**Exercise data:**
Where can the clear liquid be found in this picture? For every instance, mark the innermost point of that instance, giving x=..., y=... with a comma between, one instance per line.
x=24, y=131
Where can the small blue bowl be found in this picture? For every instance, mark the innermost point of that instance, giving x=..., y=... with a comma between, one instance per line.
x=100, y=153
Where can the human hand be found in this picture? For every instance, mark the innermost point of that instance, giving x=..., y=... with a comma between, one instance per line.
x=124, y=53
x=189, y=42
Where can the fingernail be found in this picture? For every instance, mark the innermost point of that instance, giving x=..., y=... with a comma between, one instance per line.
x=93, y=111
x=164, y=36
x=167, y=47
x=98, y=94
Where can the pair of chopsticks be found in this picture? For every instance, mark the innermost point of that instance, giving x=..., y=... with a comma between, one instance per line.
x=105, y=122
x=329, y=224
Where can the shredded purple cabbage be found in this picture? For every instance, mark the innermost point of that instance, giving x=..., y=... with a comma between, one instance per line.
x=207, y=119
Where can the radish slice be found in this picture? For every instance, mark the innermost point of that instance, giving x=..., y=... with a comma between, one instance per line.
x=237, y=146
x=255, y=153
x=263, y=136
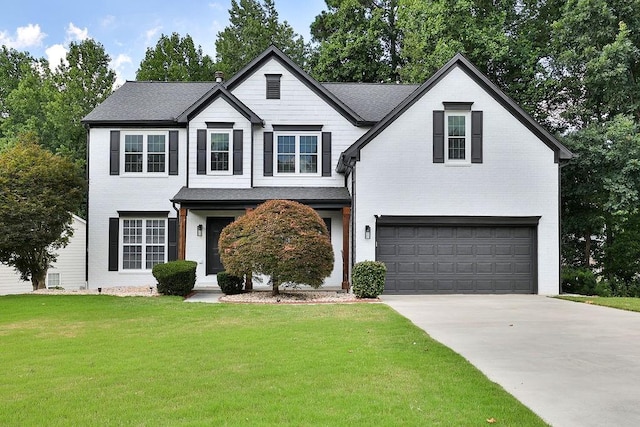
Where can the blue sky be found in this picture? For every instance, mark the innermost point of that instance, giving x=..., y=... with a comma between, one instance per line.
x=126, y=28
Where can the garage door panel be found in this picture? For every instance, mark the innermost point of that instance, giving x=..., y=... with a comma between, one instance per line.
x=457, y=259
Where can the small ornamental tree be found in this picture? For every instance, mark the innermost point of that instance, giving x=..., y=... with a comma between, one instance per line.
x=282, y=239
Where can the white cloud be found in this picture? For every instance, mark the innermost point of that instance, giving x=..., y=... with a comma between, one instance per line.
x=76, y=34
x=150, y=35
x=55, y=54
x=29, y=36
x=119, y=65
x=108, y=21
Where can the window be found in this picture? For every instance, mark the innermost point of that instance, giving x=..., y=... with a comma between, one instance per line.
x=457, y=128
x=273, y=86
x=297, y=154
x=219, y=151
x=143, y=243
x=53, y=280
x=145, y=153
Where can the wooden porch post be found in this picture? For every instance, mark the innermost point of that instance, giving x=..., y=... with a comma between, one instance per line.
x=346, y=215
x=182, y=234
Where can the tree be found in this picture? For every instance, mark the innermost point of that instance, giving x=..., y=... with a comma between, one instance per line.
x=38, y=192
x=176, y=59
x=254, y=27
x=601, y=197
x=358, y=40
x=595, y=61
x=282, y=239
x=83, y=83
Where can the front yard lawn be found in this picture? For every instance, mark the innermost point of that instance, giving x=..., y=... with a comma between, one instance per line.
x=102, y=360
x=623, y=303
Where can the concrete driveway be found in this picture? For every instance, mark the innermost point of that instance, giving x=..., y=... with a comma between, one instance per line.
x=572, y=364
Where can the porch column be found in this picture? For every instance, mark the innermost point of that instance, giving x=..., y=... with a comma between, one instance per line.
x=248, y=280
x=346, y=215
x=182, y=234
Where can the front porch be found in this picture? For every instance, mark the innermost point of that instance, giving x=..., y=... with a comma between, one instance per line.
x=204, y=212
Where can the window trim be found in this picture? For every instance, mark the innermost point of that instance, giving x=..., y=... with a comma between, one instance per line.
x=143, y=268
x=229, y=133
x=467, y=137
x=145, y=152
x=297, y=135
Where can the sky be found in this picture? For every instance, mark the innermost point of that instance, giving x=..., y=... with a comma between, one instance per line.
x=126, y=29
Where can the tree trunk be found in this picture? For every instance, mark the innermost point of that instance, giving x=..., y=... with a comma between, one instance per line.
x=38, y=280
x=587, y=249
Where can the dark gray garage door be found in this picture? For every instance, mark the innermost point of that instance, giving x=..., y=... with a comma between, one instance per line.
x=458, y=259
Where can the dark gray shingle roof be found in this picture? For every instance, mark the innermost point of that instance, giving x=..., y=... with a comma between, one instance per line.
x=148, y=101
x=311, y=195
x=371, y=101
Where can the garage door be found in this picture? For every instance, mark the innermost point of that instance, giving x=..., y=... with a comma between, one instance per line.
x=429, y=259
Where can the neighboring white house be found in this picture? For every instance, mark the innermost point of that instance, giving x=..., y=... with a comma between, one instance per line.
x=68, y=271
x=449, y=183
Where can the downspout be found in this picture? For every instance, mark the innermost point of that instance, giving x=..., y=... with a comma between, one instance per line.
x=560, y=166
x=86, y=232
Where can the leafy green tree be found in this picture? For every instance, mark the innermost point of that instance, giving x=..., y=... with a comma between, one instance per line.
x=26, y=106
x=358, y=40
x=282, y=239
x=254, y=26
x=595, y=61
x=83, y=83
x=38, y=192
x=176, y=59
x=601, y=197
x=13, y=67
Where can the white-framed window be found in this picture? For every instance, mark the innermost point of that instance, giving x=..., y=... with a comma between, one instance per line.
x=219, y=152
x=53, y=280
x=297, y=154
x=458, y=136
x=143, y=243
x=145, y=152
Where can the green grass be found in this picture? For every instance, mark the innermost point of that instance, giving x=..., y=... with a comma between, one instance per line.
x=101, y=360
x=622, y=303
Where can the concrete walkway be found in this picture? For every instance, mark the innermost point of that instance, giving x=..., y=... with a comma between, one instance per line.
x=573, y=364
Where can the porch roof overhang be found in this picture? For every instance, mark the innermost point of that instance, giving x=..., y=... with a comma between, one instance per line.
x=242, y=198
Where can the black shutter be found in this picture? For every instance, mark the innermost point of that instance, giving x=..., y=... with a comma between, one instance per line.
x=173, y=152
x=237, y=152
x=202, y=152
x=438, y=137
x=476, y=137
x=326, y=153
x=268, y=154
x=114, y=158
x=114, y=233
x=172, y=253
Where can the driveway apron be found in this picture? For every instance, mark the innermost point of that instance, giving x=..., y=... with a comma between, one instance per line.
x=572, y=364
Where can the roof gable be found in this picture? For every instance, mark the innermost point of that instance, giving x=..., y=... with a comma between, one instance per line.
x=218, y=91
x=276, y=54
x=458, y=61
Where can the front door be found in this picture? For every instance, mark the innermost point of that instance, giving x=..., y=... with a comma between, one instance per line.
x=214, y=227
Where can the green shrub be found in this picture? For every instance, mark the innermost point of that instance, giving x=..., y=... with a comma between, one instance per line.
x=175, y=277
x=578, y=281
x=367, y=279
x=230, y=284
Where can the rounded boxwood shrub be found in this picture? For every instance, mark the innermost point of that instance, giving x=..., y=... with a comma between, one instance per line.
x=175, y=277
x=578, y=280
x=230, y=284
x=367, y=279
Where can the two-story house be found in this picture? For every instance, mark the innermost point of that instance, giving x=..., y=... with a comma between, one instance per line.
x=449, y=183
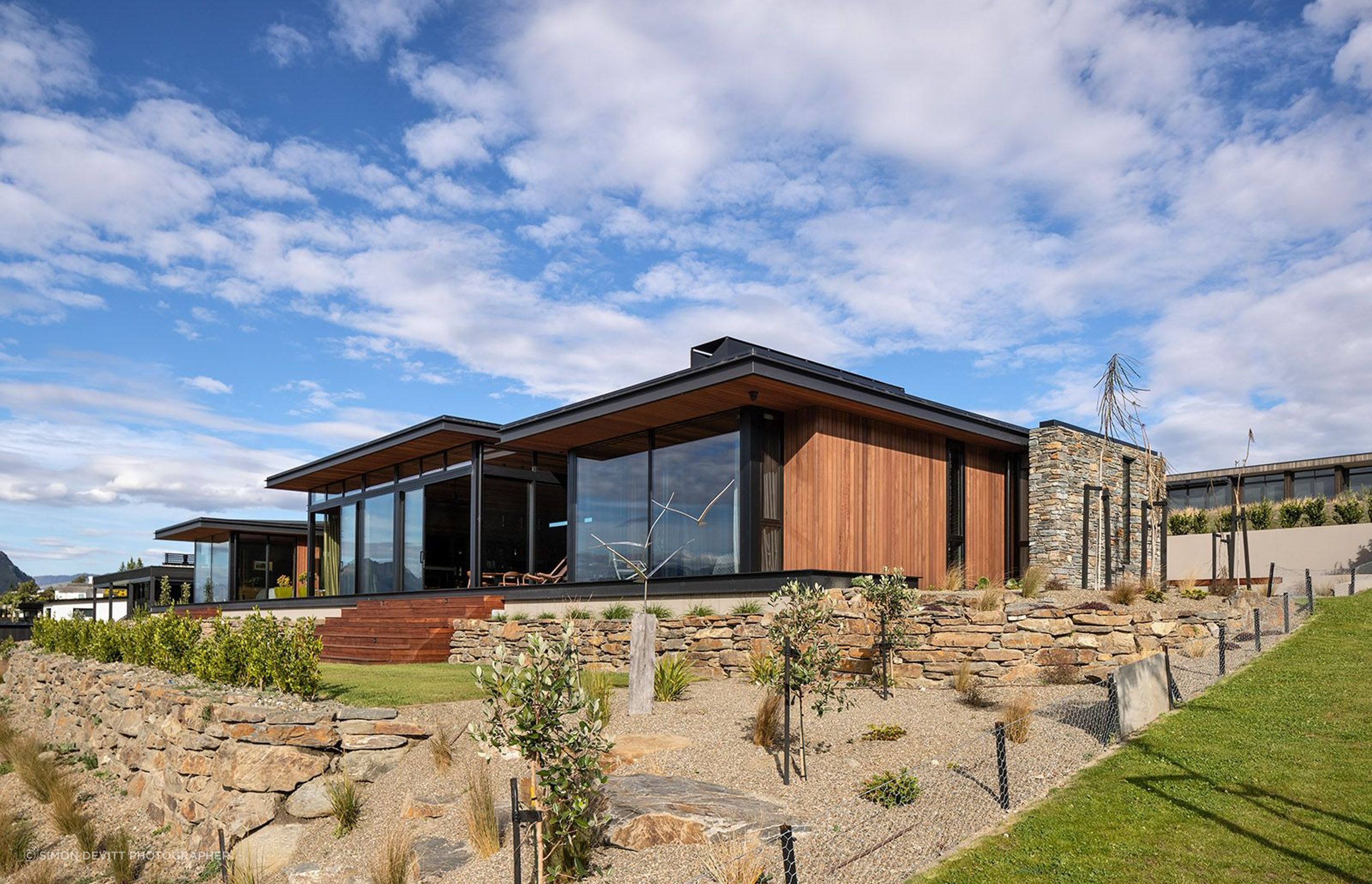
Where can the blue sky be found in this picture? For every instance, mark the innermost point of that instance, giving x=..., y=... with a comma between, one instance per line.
x=238, y=237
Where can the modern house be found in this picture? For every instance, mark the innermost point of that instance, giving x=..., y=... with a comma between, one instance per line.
x=744, y=470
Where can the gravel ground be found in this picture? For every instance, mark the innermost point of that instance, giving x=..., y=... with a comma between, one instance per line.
x=841, y=836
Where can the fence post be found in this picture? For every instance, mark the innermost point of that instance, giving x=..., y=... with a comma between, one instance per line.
x=516, y=838
x=1113, y=693
x=788, y=855
x=1002, y=766
x=1173, y=693
x=785, y=687
x=1224, y=642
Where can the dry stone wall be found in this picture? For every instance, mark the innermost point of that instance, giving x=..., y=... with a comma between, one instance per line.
x=197, y=760
x=1062, y=462
x=1017, y=642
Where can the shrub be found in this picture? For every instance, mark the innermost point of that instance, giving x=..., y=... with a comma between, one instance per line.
x=1348, y=510
x=599, y=687
x=17, y=838
x=891, y=790
x=345, y=805
x=1126, y=592
x=1290, y=512
x=1260, y=515
x=767, y=721
x=258, y=651
x=484, y=828
x=441, y=747
x=1061, y=674
x=883, y=733
x=1019, y=715
x=538, y=707
x=671, y=677
x=394, y=861
x=120, y=852
x=1034, y=583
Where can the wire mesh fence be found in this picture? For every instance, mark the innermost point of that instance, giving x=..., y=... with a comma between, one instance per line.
x=969, y=788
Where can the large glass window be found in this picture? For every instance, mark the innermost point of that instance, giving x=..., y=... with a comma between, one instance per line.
x=611, y=508
x=696, y=474
x=1271, y=488
x=412, y=506
x=378, y=566
x=1313, y=482
x=348, y=550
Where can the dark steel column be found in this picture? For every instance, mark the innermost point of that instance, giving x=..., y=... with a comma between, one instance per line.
x=474, y=540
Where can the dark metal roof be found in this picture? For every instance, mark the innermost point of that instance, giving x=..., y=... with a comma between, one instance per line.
x=205, y=528
x=729, y=357
x=1286, y=466
x=424, y=438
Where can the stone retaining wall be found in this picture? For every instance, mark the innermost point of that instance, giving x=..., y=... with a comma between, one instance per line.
x=1012, y=643
x=200, y=760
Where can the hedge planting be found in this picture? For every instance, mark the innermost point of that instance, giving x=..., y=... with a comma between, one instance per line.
x=256, y=651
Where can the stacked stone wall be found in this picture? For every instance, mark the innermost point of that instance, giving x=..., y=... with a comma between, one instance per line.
x=1016, y=642
x=1062, y=462
x=197, y=760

**Work to complete:** Reproduce the records above exactly, starting with the line that contains "Where can the stone" and ending with the last line.

**Reply:**
Where can the stone retaining wall be found in this picture? For every instance, mark the innermost point of that instance, giving x=..., y=... with a comma between, one instance per line.
x=1012, y=643
x=200, y=760
Where can the hedge planting be found in this picture? For every instance, mark the innermost point of that instance, giving x=..., y=... with a comma between, one instance per line.
x=256, y=651
Where can the stacked stone wall be found in this picture? For every instance, mark the innermost point of that instance, giving x=..., y=... with a comma between, one instance per line.
x=1016, y=642
x=1062, y=462
x=197, y=760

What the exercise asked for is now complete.